Data for processing:

------

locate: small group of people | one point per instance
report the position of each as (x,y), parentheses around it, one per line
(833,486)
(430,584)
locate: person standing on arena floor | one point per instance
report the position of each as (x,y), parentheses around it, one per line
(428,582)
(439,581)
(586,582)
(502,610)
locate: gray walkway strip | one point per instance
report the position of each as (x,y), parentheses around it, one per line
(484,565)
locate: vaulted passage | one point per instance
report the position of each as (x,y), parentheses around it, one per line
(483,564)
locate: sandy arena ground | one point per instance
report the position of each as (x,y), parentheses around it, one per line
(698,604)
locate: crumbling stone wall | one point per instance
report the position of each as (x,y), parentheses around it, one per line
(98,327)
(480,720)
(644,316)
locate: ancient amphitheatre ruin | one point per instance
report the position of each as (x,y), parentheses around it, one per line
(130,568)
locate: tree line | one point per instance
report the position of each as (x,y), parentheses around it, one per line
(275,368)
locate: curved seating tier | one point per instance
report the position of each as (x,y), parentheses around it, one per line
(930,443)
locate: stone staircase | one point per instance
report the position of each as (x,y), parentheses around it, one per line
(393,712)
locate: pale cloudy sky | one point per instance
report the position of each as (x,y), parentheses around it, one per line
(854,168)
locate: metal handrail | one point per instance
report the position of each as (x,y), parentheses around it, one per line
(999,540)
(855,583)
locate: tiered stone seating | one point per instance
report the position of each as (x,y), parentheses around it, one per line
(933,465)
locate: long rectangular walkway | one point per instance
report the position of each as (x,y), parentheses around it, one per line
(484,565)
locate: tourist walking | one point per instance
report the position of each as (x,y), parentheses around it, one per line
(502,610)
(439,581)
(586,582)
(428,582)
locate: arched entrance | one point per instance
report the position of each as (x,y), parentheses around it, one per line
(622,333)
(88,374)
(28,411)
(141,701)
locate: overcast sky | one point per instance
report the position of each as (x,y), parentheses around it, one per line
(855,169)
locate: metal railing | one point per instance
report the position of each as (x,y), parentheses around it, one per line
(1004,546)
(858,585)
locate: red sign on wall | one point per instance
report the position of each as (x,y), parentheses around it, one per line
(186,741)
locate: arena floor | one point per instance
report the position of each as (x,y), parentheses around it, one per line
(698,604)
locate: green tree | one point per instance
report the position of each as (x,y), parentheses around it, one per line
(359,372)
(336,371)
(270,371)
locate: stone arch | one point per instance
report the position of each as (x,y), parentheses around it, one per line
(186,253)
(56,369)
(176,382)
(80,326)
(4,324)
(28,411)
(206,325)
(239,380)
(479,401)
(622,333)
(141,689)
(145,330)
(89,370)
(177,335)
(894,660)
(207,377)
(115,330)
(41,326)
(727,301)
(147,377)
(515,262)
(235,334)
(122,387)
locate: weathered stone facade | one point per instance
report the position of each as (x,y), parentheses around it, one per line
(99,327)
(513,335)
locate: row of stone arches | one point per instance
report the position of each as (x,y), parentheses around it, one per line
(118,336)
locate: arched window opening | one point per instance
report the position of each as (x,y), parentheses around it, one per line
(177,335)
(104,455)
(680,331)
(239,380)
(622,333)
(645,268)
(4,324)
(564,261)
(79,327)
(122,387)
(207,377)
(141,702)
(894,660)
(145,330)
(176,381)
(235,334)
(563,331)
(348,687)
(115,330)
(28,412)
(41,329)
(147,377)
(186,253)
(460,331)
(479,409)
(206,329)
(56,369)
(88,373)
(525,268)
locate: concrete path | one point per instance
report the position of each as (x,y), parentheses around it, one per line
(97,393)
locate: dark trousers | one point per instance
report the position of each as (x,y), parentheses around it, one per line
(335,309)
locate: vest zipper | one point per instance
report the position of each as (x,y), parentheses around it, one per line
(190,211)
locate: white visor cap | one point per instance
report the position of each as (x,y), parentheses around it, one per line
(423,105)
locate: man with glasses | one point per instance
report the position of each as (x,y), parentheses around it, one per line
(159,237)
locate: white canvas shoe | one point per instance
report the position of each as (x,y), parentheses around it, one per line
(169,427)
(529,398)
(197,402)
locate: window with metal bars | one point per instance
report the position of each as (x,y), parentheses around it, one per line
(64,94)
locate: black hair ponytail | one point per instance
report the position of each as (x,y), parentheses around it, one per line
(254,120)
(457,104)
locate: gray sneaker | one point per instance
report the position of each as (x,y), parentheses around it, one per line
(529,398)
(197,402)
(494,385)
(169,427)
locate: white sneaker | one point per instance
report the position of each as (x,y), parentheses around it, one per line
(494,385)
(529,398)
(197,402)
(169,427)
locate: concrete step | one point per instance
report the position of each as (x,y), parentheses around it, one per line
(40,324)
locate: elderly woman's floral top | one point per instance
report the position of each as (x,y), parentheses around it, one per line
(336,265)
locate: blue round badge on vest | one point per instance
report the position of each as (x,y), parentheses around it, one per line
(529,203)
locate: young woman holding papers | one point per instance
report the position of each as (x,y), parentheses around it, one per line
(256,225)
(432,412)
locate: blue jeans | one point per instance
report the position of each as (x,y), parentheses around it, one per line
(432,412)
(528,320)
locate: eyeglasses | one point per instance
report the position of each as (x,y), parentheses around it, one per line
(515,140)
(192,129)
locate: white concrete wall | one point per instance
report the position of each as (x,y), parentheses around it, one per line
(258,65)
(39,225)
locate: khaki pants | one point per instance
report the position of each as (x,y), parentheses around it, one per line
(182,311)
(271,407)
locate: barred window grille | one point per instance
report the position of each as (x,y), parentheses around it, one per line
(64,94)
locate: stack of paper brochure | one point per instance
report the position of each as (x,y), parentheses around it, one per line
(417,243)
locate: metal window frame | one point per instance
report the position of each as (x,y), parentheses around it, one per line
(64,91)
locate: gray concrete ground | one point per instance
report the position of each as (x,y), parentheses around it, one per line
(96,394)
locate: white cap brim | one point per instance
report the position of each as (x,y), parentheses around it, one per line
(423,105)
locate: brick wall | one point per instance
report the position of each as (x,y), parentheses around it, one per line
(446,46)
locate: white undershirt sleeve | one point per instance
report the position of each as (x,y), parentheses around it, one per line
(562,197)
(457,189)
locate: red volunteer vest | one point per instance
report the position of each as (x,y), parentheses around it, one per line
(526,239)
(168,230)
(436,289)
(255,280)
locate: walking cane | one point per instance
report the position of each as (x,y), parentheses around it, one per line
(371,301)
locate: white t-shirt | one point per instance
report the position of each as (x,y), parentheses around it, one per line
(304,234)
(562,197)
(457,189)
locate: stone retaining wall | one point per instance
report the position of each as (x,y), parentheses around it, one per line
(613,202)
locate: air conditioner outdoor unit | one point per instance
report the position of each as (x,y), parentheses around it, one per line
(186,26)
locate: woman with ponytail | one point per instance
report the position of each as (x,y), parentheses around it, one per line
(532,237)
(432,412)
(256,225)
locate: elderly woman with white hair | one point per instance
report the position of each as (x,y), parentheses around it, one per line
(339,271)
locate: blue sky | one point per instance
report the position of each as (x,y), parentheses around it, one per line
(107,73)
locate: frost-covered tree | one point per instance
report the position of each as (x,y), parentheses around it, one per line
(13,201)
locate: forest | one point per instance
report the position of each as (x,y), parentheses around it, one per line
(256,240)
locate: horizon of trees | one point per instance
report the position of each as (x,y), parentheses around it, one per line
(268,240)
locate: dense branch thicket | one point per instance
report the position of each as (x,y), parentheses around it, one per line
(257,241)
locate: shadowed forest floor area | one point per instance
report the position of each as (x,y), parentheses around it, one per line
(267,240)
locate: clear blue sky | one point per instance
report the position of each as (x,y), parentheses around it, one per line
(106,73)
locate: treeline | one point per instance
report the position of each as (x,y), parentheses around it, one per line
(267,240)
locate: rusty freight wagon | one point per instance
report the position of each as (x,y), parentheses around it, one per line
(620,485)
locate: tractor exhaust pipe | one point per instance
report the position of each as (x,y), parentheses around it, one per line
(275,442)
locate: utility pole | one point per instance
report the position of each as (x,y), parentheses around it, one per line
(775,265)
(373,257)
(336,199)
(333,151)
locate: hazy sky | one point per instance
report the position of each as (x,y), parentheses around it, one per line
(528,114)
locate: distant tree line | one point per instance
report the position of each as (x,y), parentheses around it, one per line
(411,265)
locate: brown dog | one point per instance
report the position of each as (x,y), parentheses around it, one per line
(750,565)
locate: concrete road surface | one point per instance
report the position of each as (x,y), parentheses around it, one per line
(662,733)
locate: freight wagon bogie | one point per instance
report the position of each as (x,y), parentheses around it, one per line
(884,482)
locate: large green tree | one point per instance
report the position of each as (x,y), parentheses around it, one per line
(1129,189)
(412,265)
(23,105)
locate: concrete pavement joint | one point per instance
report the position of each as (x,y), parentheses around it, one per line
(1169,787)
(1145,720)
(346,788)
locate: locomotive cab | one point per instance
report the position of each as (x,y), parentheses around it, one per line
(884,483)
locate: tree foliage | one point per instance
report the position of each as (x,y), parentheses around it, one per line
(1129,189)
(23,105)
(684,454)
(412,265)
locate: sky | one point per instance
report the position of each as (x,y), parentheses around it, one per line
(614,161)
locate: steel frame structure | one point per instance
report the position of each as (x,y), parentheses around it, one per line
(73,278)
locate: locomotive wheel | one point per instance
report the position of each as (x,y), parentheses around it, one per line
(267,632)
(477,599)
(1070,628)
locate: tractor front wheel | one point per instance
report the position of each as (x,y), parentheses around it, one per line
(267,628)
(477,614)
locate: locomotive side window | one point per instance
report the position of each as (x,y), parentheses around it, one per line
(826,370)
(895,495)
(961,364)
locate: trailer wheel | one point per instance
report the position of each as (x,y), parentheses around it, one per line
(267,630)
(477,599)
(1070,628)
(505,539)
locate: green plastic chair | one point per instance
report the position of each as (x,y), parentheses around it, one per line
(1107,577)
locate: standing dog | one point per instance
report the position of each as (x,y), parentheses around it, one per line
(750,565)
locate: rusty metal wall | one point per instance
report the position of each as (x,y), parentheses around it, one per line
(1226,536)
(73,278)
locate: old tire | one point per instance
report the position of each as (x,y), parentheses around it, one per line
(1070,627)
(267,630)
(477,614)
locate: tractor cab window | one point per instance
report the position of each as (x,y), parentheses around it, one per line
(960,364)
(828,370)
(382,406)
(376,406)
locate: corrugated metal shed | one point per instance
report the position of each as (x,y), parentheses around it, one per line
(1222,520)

------

Exercise requirements:
Using the data above, tally each line in which "metal" appears and give the number with no other words.

Task response:
6